Data listing =
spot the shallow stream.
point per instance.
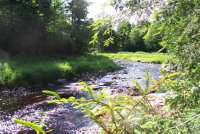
(31, 104)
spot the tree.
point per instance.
(123, 32)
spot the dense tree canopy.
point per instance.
(44, 27)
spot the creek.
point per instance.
(32, 105)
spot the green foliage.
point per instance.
(153, 37)
(30, 27)
(123, 32)
(180, 22)
(117, 114)
(103, 34)
(32, 125)
(42, 70)
(136, 40)
(6, 73)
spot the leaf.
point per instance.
(34, 126)
(173, 75)
(52, 93)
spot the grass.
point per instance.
(26, 71)
(138, 56)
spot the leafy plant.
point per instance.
(116, 114)
(34, 126)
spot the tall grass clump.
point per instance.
(24, 71)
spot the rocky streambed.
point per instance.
(32, 105)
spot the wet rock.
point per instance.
(138, 77)
(120, 91)
(97, 88)
(125, 72)
(61, 81)
(27, 132)
(107, 84)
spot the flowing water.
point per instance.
(32, 105)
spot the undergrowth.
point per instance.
(43, 70)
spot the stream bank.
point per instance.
(32, 105)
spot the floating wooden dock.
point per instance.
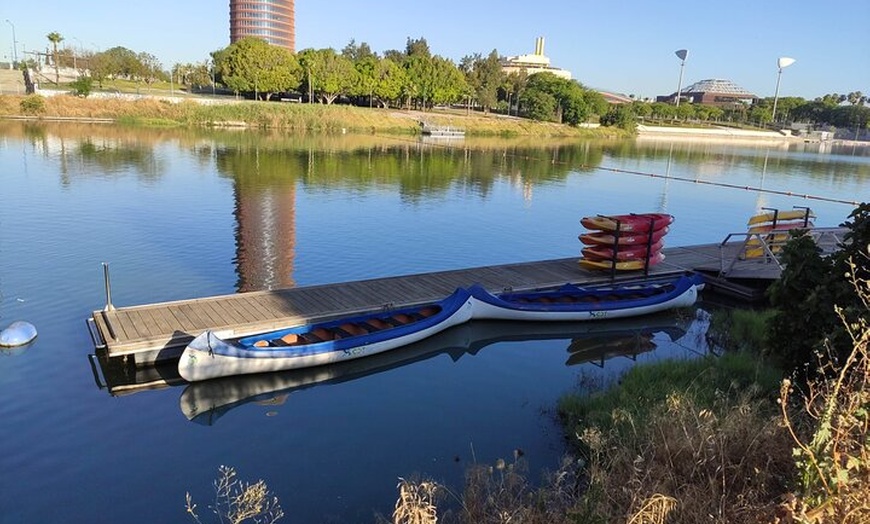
(154, 332)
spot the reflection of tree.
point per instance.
(726, 157)
(109, 156)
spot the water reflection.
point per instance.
(594, 342)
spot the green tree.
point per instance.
(55, 38)
(418, 47)
(389, 79)
(574, 104)
(761, 114)
(336, 75)
(856, 98)
(621, 116)
(809, 289)
(147, 68)
(538, 105)
(357, 53)
(513, 85)
(251, 65)
(484, 77)
(82, 86)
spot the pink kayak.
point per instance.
(628, 223)
(609, 239)
(629, 252)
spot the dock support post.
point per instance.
(109, 306)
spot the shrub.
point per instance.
(33, 105)
(82, 86)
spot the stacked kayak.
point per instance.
(772, 227)
(624, 242)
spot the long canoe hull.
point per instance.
(778, 216)
(208, 356)
(571, 303)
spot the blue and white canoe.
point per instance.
(572, 303)
(208, 356)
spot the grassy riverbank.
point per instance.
(286, 116)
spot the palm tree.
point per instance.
(55, 38)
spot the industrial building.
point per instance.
(712, 92)
(533, 63)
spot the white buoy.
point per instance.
(17, 334)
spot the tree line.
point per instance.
(415, 78)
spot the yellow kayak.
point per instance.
(623, 265)
(780, 226)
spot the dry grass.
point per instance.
(294, 117)
(834, 458)
(237, 502)
(724, 464)
(416, 502)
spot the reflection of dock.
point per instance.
(153, 332)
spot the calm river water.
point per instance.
(183, 214)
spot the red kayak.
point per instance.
(609, 239)
(781, 226)
(634, 223)
(629, 252)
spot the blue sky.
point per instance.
(625, 46)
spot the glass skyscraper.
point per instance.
(271, 20)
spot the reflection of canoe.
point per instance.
(626, 265)
(609, 239)
(17, 333)
(571, 302)
(205, 402)
(632, 252)
(208, 356)
(776, 216)
(628, 345)
(628, 223)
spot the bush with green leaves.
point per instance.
(33, 105)
(810, 287)
(82, 86)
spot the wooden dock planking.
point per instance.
(160, 331)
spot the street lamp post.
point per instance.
(14, 43)
(681, 54)
(781, 64)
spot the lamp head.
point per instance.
(784, 61)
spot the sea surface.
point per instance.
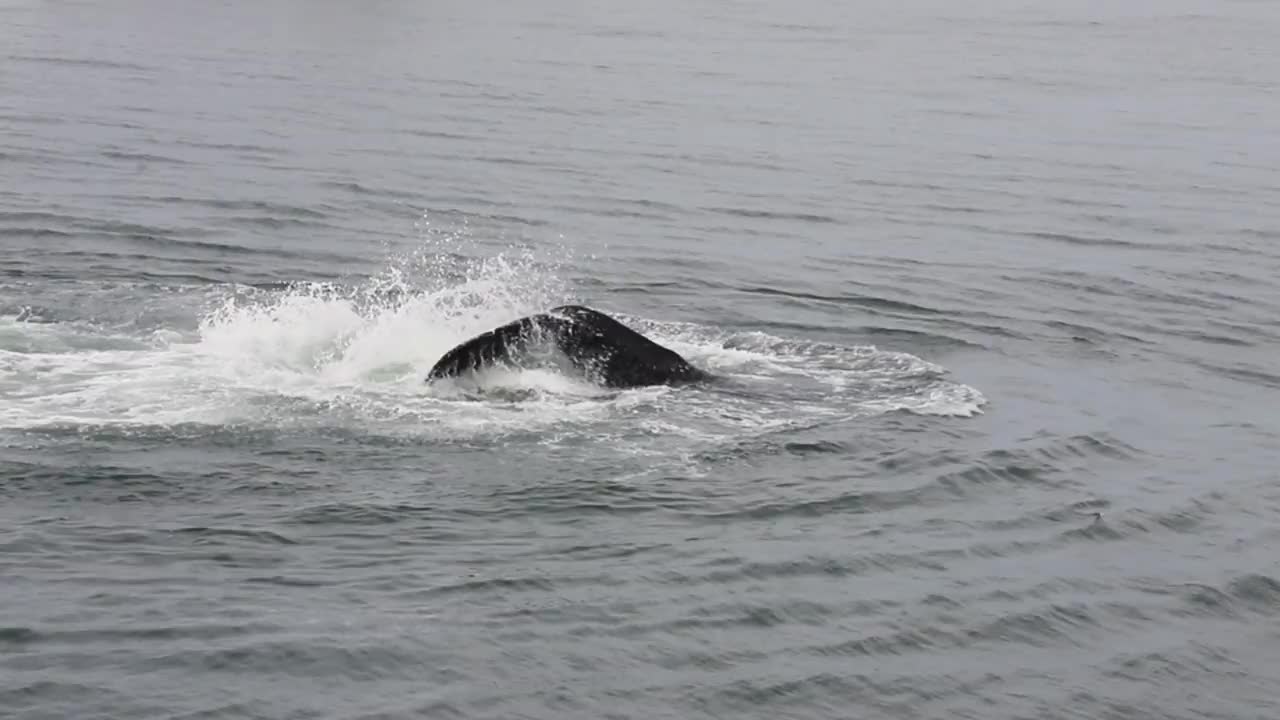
(990, 290)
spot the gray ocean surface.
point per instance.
(992, 290)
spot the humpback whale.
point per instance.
(594, 342)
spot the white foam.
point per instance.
(327, 355)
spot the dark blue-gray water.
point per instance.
(992, 288)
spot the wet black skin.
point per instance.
(598, 345)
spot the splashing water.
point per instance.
(355, 356)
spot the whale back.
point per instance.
(597, 343)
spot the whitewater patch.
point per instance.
(356, 356)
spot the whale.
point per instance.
(599, 346)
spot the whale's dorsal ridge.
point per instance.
(599, 345)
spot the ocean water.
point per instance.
(991, 290)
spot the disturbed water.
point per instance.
(992, 292)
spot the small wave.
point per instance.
(80, 62)
(773, 215)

Your goal = Reproduce all the entries that precede this task, word for word, minus any pictures.

Exercise response =
spot the shallow stream.
point per instance.
(31, 104)
spot the tree.
point per instance.
(123, 32)
spot the dense tree canopy.
point per instance.
(44, 27)
spot the creek.
point per instance.
(32, 105)
spot the green foliage.
point per instance.
(153, 37)
(30, 27)
(123, 32)
(180, 22)
(117, 114)
(103, 34)
(32, 125)
(42, 70)
(136, 40)
(6, 73)
spot the leaf.
point per instance.
(34, 126)
(173, 75)
(52, 93)
spot the grass.
point per instance.
(26, 71)
(138, 56)
spot the leafy plant.
point per instance.
(116, 114)
(34, 126)
spot the tall grass clump.
point per instance.
(24, 71)
spot the rocky streambed.
point per instance.
(32, 105)
spot the wet rock.
point per instance.
(138, 77)
(120, 91)
(97, 88)
(125, 72)
(61, 81)
(27, 132)
(107, 84)
spot the flowing water.
point per instance.
(32, 105)
spot the undergrowth.
point per instance.
(43, 70)
spot the stream bank.
point per instance.
(32, 105)
spot the floating wooden dock.
point per instance.
(154, 332)
spot the reflection of tree.
point per instance.
(726, 157)
(109, 156)
spot the water reflection.
point per instance.
(594, 342)
spot the green tree.
point per instance.
(55, 38)
(418, 47)
(389, 79)
(574, 104)
(761, 114)
(336, 75)
(856, 98)
(621, 116)
(809, 289)
(147, 68)
(538, 105)
(357, 53)
(513, 85)
(251, 65)
(484, 77)
(82, 86)
spot the pink kayak.
point per instance.
(628, 223)
(609, 239)
(629, 252)
spot the dock support post.
point per instance.
(109, 306)
spot the shrub.
point per instance.
(33, 105)
(82, 86)
spot the stacked kayak.
point per instance.
(772, 227)
(624, 242)
spot the long canoe hull.
point per instance.
(778, 216)
(208, 356)
(571, 303)
spot the blue and white canoe.
point per instance.
(572, 303)
(208, 356)
spot the grassy riverbank.
point per instance.
(286, 116)
spot the palm tree.
point per instance.
(55, 38)
spot the industrial building.
point per instance.
(712, 92)
(533, 63)
spot the white buoy.
point per instance.
(17, 334)
spot the tree line.
point per instance.
(415, 78)
spot the yellow kayak.
point per instance.
(623, 265)
(780, 226)
spot the dry grass.
point per instance.
(294, 117)
(834, 458)
(237, 502)
(724, 464)
(416, 502)
spot the reflection of dock.
point per instance.
(153, 332)
spot the calm river water.
point per instance.
(183, 214)
spot the red kayak.
point per instance.
(609, 239)
(781, 226)
(634, 223)
(629, 252)
spot the blue sky.
point per instance.
(625, 46)
spot the glass skyscraper.
point per instance.
(271, 20)
spot the reflection of canoe.
point per instance.
(626, 265)
(609, 239)
(17, 333)
(571, 302)
(205, 402)
(632, 252)
(208, 356)
(776, 216)
(628, 345)
(628, 223)
spot the bush with green leaves.
point per instance.
(33, 105)
(810, 287)
(82, 86)
spot the wooden dock planking.
point per instance.
(160, 331)
spot the street lamp post.
point per instance.
(14, 43)
(681, 54)
(781, 64)
spot the lamp head.
point per instance.
(784, 61)
spot the sea surface.
point per instance.
(990, 290)
spot the gray ocean surface.
point per instance.
(992, 290)
spot the humpback whale.
point per instance.
(594, 342)
spot the white foam.
point per instance.
(327, 355)
spot the dark blue-gray water.
point per instance.
(992, 288)
spot the wet black skin.
point per instance.
(598, 345)
spot the splashing water.
point per instance.
(355, 356)
spot the whale back.
point per instance.
(597, 343)
spot the whitewater patch.
point per instance.
(356, 356)
spot the whale.
point per instance.
(599, 346)
spot the whale's dorsal ridge.
point per instance.
(599, 345)
spot the ocean water.
point per instance.
(991, 290)
spot the disturbed water.
point per instance.
(992, 292)
spot the small wave.
point per instance.
(80, 62)
(773, 215)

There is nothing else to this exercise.